Question

Let \(f\) be a differentiable function satisfying \[ f(x+y)=f(x)+f(y)-xy \quad \text{for all } x,y\in\mathbb{R}. \] If \[ \lim_{h\to 0}\frac{f(h)}{h}=3, \] then the value of \[ \sum_{n=1}^{10} f(n) \] is equal to:

• A. \(-\dfrac{55}{2}\)
• B. \(\dfrac{275}{2}\)
• C. \(-\dfrac{55}{4}\)
• D. \(\dfrac{225}{4}\)

Hint:

Functional equations involving \(f(x+y)\) often lead to polynomial solutions. Always use the given limit to fix remaining constants.

Recorded information =

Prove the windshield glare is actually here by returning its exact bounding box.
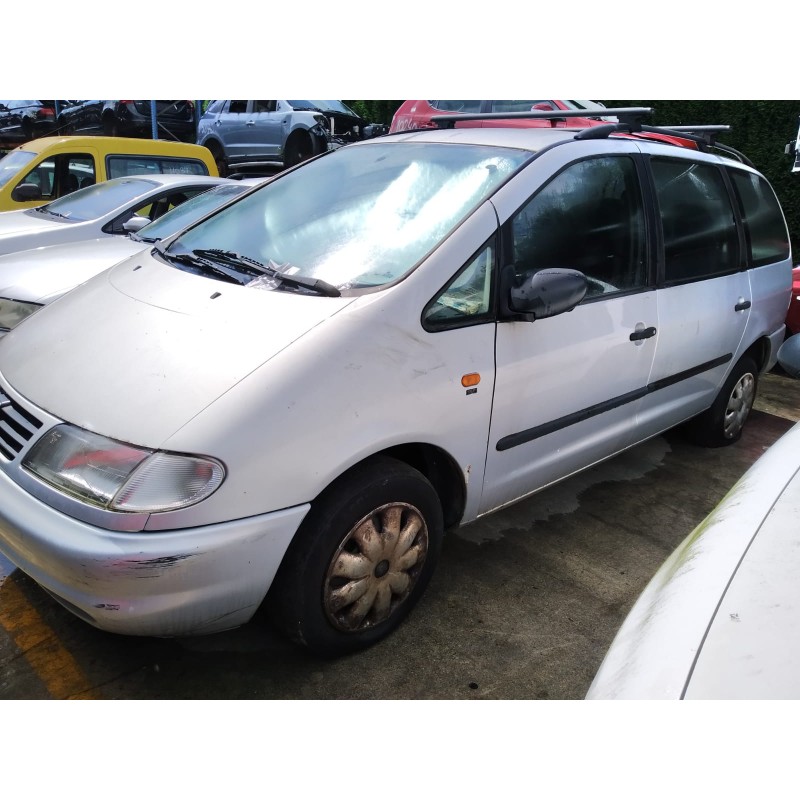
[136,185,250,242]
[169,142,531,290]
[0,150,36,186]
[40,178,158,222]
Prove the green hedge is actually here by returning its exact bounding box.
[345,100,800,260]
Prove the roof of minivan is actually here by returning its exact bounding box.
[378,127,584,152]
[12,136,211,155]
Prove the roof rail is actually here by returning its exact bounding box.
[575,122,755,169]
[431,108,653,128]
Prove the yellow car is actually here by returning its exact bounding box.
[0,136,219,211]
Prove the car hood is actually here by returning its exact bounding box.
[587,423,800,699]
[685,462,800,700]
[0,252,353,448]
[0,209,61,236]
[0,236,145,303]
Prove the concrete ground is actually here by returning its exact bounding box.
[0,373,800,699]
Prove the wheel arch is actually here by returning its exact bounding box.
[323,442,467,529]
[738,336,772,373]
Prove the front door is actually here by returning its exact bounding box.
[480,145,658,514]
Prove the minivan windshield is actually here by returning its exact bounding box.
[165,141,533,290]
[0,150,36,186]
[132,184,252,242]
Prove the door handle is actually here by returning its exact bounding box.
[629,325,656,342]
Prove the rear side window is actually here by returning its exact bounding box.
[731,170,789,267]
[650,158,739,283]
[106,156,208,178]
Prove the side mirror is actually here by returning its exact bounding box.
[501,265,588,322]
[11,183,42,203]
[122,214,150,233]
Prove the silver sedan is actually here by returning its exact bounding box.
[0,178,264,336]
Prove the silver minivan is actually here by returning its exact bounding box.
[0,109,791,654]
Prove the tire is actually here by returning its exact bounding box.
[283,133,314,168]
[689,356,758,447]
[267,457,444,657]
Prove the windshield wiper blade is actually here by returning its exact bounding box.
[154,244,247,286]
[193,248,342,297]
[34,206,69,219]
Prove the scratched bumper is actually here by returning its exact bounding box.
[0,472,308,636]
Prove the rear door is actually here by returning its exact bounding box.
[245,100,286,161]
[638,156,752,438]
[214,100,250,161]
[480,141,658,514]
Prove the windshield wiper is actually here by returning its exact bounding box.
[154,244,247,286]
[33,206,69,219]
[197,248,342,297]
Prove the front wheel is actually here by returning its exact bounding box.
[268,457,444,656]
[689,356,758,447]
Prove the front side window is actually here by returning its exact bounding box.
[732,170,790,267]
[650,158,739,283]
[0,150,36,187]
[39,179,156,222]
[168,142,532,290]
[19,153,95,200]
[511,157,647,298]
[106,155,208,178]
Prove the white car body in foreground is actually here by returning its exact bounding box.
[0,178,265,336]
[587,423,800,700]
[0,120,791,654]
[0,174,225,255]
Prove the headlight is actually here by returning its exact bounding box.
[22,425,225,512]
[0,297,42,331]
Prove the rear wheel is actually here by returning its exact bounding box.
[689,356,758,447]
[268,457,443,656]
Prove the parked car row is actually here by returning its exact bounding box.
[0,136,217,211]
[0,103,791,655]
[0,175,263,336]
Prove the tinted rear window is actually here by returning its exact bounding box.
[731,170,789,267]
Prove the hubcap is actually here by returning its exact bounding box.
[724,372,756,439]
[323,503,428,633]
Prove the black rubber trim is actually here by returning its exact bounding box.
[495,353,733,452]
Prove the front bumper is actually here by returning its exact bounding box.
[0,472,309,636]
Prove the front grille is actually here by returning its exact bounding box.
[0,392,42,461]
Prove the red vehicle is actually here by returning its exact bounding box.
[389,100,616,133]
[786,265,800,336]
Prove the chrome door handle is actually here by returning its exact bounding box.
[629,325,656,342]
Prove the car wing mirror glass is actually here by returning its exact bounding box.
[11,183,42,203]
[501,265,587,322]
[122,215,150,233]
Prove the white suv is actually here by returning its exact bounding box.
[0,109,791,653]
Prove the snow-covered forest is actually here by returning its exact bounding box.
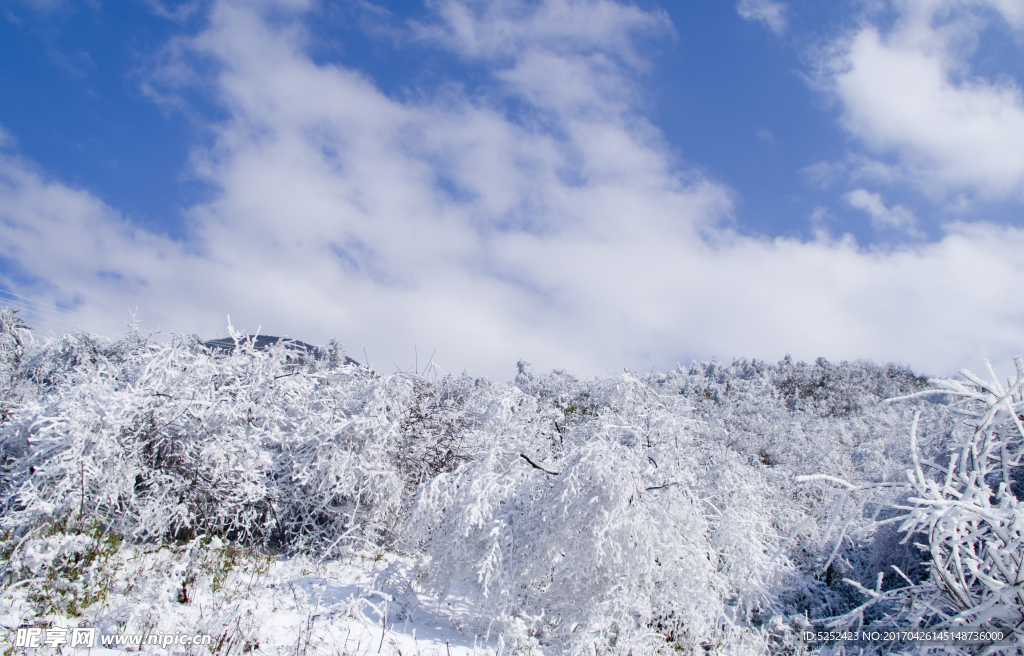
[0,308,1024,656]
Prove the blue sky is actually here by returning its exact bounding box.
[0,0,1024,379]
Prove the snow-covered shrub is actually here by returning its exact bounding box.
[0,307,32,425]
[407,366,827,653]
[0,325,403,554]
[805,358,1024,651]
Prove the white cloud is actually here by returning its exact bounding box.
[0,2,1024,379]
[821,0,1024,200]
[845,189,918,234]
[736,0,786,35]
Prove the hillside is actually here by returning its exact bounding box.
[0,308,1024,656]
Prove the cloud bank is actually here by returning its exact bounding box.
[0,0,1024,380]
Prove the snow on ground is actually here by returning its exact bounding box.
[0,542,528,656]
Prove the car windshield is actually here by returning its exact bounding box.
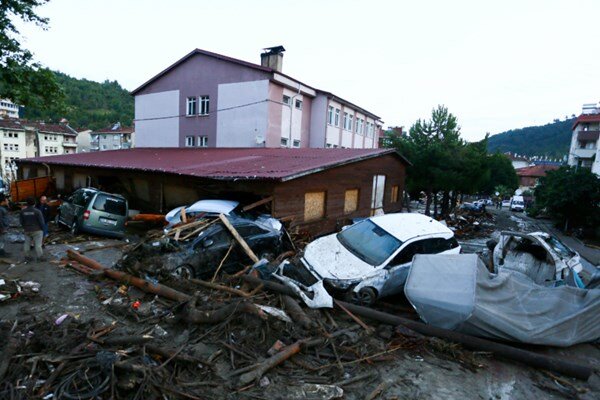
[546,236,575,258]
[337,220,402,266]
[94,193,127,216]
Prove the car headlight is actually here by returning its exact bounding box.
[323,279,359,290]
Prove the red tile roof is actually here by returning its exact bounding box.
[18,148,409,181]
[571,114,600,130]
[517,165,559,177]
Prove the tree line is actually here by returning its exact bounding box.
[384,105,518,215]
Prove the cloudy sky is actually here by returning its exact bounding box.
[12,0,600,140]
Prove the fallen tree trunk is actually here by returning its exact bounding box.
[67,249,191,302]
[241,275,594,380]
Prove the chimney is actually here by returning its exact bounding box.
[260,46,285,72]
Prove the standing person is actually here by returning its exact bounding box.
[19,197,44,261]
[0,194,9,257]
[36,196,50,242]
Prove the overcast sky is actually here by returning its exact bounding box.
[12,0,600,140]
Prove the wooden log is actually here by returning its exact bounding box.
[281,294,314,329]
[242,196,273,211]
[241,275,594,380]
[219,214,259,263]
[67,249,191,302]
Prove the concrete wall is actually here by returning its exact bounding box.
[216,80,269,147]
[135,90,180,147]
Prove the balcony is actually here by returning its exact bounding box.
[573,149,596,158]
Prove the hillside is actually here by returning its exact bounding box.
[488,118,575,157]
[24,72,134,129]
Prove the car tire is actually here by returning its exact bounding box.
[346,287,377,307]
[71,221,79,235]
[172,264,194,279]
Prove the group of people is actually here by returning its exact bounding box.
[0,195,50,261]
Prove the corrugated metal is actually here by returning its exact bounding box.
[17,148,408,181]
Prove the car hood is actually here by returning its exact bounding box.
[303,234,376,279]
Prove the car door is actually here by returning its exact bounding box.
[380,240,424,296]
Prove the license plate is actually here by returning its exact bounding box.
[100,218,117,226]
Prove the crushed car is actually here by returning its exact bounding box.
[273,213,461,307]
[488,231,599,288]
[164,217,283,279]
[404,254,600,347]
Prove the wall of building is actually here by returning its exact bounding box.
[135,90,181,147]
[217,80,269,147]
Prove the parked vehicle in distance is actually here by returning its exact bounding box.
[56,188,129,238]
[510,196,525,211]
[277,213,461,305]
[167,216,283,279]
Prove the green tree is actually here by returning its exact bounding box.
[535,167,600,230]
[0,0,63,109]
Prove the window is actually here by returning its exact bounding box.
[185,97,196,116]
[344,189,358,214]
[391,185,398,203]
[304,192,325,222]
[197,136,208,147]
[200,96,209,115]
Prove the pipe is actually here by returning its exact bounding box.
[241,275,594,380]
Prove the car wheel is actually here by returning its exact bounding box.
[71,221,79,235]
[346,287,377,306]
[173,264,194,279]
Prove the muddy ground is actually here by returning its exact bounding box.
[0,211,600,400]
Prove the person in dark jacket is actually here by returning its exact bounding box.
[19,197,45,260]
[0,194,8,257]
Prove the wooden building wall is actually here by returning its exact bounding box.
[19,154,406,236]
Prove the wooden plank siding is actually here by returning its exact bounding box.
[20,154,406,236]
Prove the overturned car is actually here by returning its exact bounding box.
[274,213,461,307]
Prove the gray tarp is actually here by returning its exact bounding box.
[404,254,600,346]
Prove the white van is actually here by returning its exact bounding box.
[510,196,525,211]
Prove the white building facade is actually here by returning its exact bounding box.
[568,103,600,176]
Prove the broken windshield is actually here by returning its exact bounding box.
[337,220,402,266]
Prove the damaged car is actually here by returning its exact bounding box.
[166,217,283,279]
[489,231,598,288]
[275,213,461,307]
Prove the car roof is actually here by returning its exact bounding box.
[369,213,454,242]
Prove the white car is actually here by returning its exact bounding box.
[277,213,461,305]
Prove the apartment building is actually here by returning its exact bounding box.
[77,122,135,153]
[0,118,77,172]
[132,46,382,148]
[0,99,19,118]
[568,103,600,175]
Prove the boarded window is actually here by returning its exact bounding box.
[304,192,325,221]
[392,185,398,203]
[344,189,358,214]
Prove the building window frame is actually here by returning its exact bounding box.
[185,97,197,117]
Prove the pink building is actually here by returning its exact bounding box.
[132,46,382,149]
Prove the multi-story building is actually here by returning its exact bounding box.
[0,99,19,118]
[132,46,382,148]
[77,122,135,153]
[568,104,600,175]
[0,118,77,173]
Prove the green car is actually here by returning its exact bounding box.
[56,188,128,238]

Exercise requirements =
Please condense the paragraph in the functional equation problem that starts with "Functional equations involving" into a two-item list, keeping its main facts.

Reply =
- Functional equations involving f(x+y) often lead to polynomial solutions.
- Always use the given limit to fix the remaining constants.